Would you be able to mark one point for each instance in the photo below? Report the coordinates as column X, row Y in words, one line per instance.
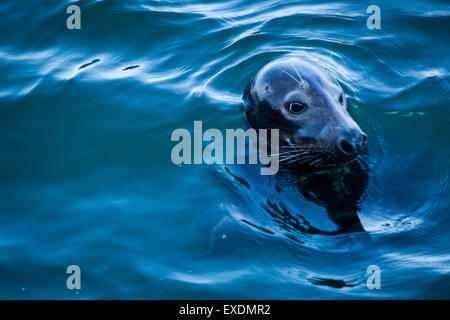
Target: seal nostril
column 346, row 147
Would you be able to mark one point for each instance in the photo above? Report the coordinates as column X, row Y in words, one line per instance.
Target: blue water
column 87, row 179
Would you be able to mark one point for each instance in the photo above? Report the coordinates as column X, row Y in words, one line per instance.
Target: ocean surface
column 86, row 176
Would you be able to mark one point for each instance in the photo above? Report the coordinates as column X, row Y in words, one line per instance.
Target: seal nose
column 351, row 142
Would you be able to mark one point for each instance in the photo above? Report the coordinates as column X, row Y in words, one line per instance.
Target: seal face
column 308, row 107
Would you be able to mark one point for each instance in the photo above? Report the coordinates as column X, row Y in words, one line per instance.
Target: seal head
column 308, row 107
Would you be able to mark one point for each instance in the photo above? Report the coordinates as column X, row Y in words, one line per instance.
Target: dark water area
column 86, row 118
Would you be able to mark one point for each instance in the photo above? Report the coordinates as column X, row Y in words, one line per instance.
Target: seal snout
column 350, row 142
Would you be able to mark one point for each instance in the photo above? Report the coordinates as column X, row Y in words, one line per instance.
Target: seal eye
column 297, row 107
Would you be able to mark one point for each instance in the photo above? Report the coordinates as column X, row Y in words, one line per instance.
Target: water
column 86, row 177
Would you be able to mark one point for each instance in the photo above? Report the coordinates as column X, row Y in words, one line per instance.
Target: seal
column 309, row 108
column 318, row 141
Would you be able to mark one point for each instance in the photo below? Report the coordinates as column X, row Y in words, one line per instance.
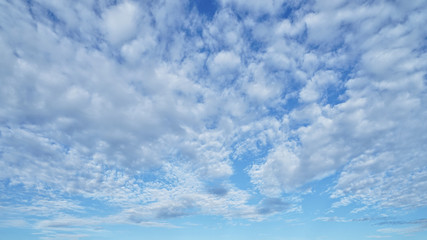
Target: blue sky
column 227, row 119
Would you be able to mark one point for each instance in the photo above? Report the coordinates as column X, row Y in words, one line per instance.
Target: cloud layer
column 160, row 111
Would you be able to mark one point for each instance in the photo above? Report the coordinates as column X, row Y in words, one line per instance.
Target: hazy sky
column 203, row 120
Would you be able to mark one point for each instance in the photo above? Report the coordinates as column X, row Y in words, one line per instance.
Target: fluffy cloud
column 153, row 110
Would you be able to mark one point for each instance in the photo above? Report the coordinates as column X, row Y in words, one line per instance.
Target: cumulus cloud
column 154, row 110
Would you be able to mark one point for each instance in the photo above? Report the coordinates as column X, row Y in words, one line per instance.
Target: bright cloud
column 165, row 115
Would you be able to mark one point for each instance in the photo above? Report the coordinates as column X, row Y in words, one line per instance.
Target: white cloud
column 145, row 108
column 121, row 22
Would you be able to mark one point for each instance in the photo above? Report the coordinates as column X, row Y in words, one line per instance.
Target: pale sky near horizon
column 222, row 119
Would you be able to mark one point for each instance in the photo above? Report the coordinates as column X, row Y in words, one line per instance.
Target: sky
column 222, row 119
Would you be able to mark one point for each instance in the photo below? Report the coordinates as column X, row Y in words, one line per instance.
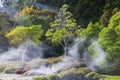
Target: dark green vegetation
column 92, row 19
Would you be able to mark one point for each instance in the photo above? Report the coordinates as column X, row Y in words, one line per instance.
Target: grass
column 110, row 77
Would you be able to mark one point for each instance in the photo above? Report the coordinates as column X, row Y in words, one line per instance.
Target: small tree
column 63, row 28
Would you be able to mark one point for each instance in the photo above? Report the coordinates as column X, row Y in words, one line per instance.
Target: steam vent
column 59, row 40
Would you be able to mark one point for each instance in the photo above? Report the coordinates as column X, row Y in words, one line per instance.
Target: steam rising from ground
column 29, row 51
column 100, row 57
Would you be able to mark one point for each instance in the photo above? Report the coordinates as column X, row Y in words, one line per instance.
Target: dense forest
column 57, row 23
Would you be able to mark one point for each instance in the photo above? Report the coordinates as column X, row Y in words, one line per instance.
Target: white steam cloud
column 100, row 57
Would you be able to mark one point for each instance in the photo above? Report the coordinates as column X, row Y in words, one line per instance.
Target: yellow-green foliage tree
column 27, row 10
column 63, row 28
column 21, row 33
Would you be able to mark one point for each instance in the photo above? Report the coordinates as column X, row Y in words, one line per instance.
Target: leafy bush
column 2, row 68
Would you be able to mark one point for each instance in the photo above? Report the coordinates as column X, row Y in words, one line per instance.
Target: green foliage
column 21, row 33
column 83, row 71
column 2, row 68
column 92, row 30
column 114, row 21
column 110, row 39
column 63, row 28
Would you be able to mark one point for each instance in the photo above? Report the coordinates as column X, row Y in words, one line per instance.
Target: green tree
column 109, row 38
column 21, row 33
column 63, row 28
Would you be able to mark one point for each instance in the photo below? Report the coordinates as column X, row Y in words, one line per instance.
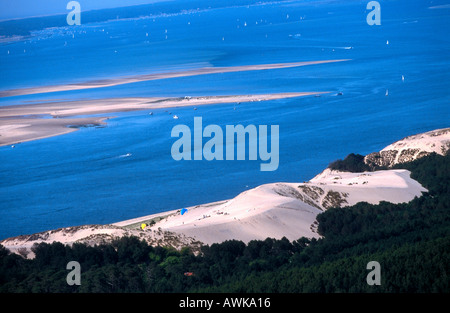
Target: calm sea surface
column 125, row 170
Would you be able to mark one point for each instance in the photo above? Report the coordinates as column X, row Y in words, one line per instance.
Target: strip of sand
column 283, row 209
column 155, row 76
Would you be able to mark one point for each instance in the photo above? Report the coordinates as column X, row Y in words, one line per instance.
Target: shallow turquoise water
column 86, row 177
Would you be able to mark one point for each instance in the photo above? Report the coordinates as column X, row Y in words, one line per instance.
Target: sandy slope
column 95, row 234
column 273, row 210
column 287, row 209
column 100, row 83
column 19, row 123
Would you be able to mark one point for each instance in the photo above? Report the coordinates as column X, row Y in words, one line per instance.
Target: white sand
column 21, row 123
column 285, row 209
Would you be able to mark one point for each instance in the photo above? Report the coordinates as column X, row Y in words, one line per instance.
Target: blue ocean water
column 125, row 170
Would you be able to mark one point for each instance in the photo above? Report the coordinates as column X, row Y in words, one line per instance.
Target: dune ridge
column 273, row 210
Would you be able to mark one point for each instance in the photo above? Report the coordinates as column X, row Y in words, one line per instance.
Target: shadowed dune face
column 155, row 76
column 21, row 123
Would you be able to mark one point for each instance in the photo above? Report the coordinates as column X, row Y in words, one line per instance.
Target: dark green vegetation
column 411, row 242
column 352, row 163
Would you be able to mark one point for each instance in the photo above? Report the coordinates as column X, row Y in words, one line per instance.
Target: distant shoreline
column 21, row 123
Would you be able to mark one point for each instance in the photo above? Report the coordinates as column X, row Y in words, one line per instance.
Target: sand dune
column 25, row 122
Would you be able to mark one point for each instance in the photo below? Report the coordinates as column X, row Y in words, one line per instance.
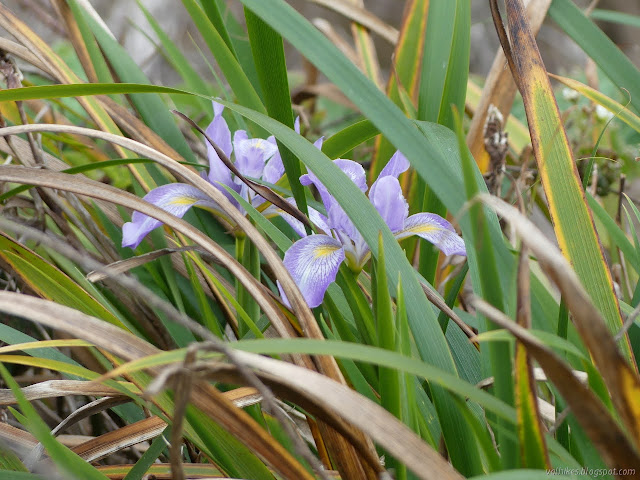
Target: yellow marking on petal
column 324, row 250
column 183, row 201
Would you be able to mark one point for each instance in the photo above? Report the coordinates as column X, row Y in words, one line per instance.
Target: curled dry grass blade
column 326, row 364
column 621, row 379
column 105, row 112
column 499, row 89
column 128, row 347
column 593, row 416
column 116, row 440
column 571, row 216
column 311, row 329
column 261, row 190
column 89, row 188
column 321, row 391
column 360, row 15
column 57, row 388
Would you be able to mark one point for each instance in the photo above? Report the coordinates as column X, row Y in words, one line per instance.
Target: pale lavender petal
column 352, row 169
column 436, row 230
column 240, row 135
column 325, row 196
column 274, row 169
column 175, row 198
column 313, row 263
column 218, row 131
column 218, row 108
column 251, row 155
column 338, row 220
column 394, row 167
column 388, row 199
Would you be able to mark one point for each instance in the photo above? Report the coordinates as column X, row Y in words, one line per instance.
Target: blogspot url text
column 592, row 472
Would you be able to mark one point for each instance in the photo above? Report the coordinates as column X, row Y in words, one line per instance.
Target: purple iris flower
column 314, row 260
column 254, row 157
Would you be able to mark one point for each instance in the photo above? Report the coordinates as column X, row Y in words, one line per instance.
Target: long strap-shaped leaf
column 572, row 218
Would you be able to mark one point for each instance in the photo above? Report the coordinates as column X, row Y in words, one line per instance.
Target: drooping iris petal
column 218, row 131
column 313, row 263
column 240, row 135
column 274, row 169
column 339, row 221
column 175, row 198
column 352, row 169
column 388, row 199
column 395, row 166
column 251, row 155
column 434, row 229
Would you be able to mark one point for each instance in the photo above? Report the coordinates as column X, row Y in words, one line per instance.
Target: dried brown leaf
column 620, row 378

* * * * * * *

• WORK TO COMPLETE: Copy the data word for word, from its first line through the line that contains "column 86, row 176", leaving out the pictures.

• SOLUTION TO THIS PROBLEM:
Would you be able to mark one point for each instance in the photo below? Report the coordinates as column X, row Y in words, one line per instance.
Target: seal nostril
column 346, row 147
Would you be able to mark one point for each instance in the photo above? Report the coordinates as column X, row Y in words, one line per instance.
Target: blue water
column 87, row 179
Would you be able to mark one point for each instance in the photo above? Report the coordinates as column X, row Y in words, one line per instance.
Target: ocean surface
column 86, row 176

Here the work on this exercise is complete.